MATERIAL SUPPLIED ->

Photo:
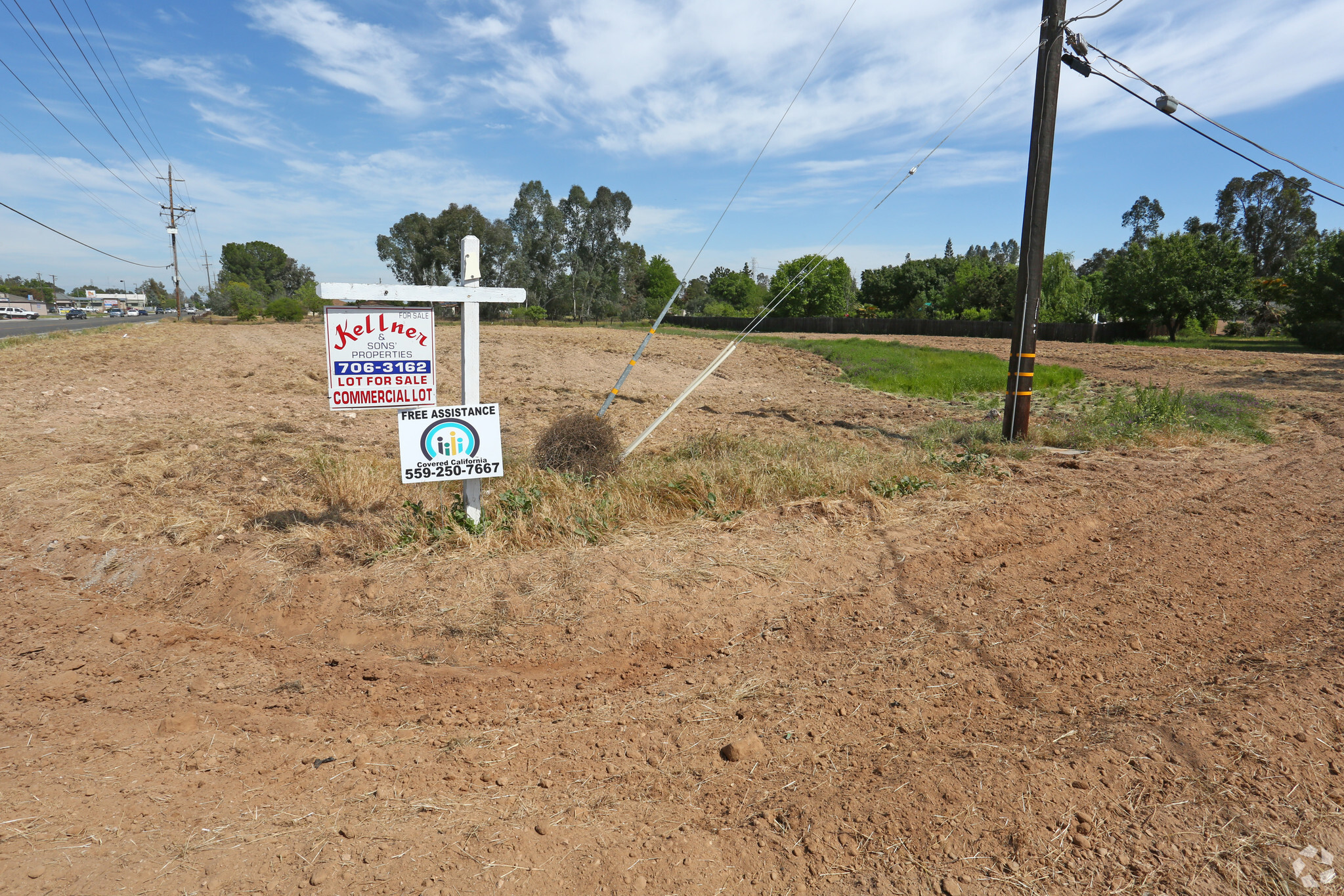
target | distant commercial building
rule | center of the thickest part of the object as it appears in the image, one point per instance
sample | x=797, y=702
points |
x=112, y=300
x=29, y=303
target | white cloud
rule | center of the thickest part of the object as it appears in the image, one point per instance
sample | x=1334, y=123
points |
x=242, y=129
x=202, y=77
x=1221, y=55
x=355, y=55
x=714, y=75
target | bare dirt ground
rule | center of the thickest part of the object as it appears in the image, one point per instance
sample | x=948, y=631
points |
x=1110, y=673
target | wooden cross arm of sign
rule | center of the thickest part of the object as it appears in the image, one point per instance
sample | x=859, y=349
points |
x=404, y=293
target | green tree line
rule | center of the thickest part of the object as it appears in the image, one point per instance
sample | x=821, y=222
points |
x=571, y=255
x=1261, y=259
x=260, y=278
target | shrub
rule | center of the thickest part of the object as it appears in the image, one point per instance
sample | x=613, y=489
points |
x=531, y=313
x=578, y=444
x=1322, y=336
x=287, y=309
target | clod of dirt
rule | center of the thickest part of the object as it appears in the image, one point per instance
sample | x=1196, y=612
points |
x=179, y=723
x=578, y=444
x=749, y=747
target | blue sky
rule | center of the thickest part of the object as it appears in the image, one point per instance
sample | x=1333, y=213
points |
x=316, y=124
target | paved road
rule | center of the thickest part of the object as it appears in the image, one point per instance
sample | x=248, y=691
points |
x=53, y=324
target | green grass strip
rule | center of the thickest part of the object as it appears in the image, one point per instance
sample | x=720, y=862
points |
x=914, y=370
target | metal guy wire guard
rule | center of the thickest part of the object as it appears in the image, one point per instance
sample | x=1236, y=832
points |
x=648, y=337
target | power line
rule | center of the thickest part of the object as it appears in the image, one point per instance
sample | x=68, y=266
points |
x=1098, y=15
x=113, y=83
x=95, y=73
x=118, y=62
x=644, y=344
x=54, y=61
x=830, y=247
x=1215, y=140
x=1217, y=124
x=92, y=154
x=65, y=174
x=78, y=241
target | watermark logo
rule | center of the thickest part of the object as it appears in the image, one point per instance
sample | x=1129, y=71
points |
x=452, y=438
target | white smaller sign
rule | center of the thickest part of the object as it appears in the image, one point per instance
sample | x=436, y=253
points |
x=444, y=444
x=379, y=358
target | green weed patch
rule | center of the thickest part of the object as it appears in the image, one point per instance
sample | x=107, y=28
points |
x=914, y=370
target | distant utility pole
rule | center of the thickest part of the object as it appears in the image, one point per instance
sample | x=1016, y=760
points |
x=1022, y=359
x=173, y=228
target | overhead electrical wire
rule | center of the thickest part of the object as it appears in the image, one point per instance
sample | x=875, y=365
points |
x=78, y=241
x=92, y=70
x=69, y=177
x=1088, y=69
x=831, y=246
x=60, y=68
x=1114, y=62
x=644, y=343
x=92, y=154
x=118, y=62
x=1093, y=7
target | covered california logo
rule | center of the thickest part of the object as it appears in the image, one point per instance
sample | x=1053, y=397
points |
x=448, y=440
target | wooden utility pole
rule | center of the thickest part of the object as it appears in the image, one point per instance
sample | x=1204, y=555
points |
x=1022, y=359
x=173, y=233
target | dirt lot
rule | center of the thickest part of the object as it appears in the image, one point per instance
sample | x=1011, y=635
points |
x=1110, y=673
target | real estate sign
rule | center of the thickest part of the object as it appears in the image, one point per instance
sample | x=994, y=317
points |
x=379, y=358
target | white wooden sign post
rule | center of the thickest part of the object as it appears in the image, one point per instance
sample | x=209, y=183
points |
x=469, y=296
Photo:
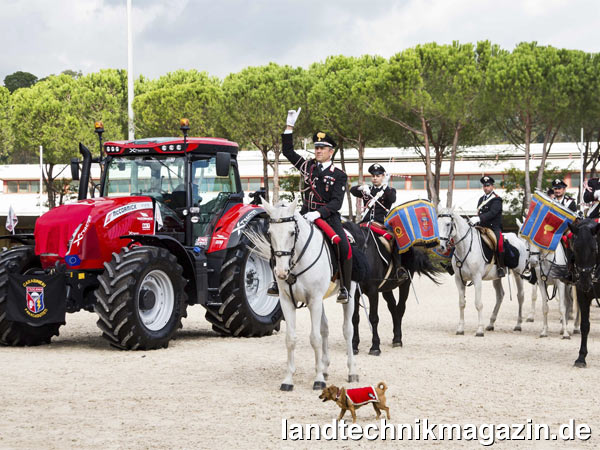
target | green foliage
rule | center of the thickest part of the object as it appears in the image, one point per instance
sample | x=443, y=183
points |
x=514, y=181
x=19, y=80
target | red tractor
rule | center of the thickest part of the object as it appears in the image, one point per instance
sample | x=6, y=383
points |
x=138, y=261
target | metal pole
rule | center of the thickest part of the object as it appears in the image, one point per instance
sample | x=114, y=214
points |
x=130, y=124
x=581, y=171
x=41, y=175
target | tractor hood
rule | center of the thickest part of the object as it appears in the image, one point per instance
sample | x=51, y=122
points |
x=84, y=234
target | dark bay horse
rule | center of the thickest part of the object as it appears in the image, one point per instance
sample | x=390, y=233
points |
x=585, y=273
x=414, y=261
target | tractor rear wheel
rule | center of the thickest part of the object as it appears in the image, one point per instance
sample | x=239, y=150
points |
x=17, y=333
x=247, y=310
x=141, y=298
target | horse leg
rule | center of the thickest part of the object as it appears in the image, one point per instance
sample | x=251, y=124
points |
x=348, y=330
x=374, y=319
x=584, y=307
x=462, y=301
x=531, y=315
x=499, y=296
x=355, y=322
x=315, y=306
x=520, y=299
x=562, y=306
x=479, y=306
x=545, y=309
x=325, y=340
x=577, y=322
x=289, y=314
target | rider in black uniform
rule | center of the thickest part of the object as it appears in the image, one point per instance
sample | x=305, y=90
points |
x=323, y=188
x=489, y=215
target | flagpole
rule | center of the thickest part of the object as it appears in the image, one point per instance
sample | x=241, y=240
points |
x=131, y=127
x=41, y=175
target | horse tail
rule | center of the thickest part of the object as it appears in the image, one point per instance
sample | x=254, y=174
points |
x=420, y=263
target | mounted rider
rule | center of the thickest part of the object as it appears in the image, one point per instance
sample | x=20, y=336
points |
x=322, y=186
x=489, y=215
x=560, y=196
x=378, y=199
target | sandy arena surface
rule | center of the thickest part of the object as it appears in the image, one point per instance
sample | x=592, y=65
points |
x=205, y=391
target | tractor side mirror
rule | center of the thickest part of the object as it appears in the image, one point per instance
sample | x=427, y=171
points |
x=75, y=169
x=223, y=163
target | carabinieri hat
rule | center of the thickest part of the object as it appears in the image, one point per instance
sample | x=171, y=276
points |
x=376, y=169
x=321, y=139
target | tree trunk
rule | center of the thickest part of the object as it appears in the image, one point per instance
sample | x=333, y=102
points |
x=451, y=170
x=265, y=173
x=549, y=137
x=527, y=155
x=428, y=173
x=348, y=195
x=276, y=151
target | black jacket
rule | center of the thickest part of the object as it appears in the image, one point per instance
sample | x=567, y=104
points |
x=383, y=205
x=490, y=214
x=323, y=192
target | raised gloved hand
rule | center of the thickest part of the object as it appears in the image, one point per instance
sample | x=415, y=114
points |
x=292, y=117
x=312, y=216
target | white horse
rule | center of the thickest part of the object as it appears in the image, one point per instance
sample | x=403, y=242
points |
x=300, y=253
x=469, y=265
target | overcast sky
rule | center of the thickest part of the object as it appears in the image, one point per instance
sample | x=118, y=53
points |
x=223, y=36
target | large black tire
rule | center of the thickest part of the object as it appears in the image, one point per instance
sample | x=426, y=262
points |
x=246, y=310
x=131, y=321
x=16, y=333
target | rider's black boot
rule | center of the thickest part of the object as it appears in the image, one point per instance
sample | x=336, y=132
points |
x=345, y=280
x=500, y=265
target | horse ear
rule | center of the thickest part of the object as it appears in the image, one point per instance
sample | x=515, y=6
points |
x=265, y=204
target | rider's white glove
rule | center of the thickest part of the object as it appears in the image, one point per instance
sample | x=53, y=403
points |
x=312, y=216
x=292, y=117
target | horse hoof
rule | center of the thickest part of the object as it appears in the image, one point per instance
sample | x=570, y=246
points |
x=318, y=385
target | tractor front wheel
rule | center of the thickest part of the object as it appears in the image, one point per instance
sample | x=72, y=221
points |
x=141, y=298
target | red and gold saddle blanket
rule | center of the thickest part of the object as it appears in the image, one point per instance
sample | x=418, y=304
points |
x=361, y=396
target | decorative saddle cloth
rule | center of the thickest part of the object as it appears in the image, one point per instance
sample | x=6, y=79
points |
x=362, y=396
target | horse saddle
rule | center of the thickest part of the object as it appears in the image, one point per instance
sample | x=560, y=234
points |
x=489, y=243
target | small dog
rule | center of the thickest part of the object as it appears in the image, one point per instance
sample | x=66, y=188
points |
x=351, y=399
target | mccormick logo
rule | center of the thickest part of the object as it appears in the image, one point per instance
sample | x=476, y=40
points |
x=34, y=298
x=122, y=210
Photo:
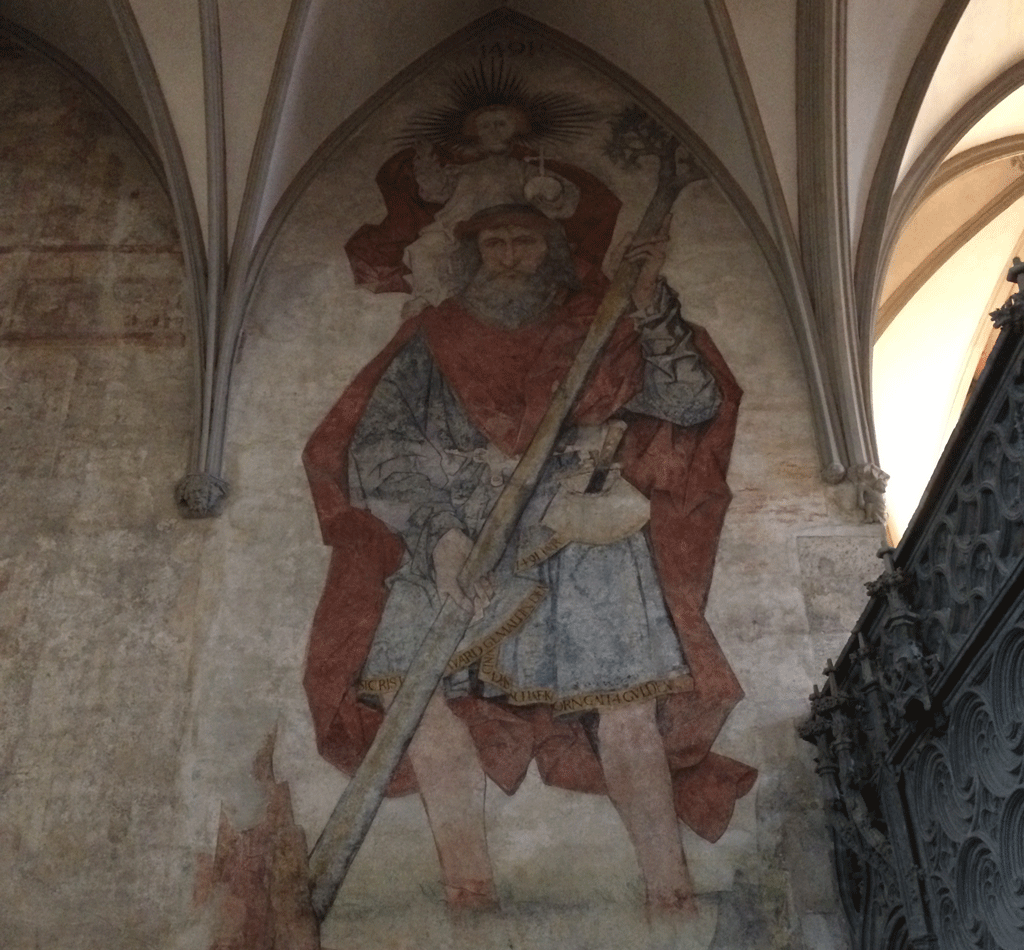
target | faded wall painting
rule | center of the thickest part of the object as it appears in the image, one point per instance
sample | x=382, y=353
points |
x=523, y=491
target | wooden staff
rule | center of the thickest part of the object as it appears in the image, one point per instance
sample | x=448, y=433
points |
x=357, y=806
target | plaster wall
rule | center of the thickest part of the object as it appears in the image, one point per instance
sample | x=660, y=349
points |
x=143, y=659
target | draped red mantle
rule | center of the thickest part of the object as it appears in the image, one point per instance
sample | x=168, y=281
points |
x=503, y=380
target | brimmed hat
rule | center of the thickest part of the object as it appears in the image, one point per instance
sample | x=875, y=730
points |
x=503, y=216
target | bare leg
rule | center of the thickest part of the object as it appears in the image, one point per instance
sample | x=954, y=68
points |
x=640, y=787
x=452, y=785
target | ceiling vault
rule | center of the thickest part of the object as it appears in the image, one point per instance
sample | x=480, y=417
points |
x=793, y=282
x=236, y=155
x=824, y=224
x=939, y=255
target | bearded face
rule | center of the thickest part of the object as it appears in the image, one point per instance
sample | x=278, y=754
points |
x=521, y=273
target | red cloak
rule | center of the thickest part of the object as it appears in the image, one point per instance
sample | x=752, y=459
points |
x=503, y=380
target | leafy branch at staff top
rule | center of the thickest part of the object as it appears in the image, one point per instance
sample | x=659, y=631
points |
x=635, y=135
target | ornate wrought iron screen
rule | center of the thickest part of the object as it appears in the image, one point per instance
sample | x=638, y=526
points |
x=920, y=726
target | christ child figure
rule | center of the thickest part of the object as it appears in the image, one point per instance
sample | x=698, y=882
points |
x=493, y=176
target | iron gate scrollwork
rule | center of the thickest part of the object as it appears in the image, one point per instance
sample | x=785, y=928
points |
x=920, y=724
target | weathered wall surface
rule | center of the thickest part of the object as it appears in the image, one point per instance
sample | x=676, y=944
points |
x=97, y=573
x=144, y=659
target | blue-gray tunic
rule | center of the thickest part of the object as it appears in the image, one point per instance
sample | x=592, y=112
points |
x=576, y=625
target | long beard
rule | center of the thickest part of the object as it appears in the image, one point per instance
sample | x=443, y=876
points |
x=510, y=302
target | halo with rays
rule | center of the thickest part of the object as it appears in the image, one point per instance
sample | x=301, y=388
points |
x=554, y=117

PROBLEM STATEMENT -> Copy every line of the entries above in which "rider" occurs.

SOLUTION TO THE PROBLEM ->
target | rider in black uniform
target | mounted rider
target | rider's black boot
target | rider's white glove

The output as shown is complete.